** THE PROBLEM **
Return the items verbatim, beginning at the very start and ending with the line that contains "point(639, 257)". Omit the pictures from your answer.

** start DATASET CONTENT **

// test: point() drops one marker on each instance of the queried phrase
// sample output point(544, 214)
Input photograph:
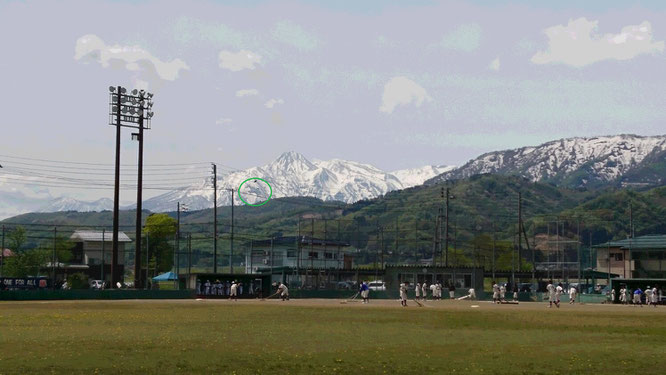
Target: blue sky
point(391, 83)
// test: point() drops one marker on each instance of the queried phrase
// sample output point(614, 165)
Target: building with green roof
point(639, 257)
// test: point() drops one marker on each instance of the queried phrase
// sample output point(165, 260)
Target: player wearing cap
point(551, 293)
point(234, 291)
point(572, 295)
point(364, 290)
point(284, 291)
point(495, 292)
point(403, 293)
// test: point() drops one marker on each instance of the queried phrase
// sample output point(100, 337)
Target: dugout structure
point(252, 285)
point(462, 278)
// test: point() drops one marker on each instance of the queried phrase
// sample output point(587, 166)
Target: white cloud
point(272, 102)
point(238, 61)
point(246, 92)
point(402, 91)
point(134, 58)
point(293, 34)
point(494, 65)
point(579, 44)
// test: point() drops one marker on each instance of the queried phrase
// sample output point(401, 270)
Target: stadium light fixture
point(126, 109)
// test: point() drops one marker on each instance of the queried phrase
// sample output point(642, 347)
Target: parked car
point(377, 285)
point(96, 284)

** end DATASET CONTENT **

** WRITTEN SOLUTION **
// test: point() drops one marker on each instance of the queried phrase
// sample output point(544, 214)
Input photograph:
Target: blue sky
point(391, 83)
// test: point() drops one marker on each instance of the queried phrase
// sample output point(614, 165)
Target: building with green roof
point(639, 257)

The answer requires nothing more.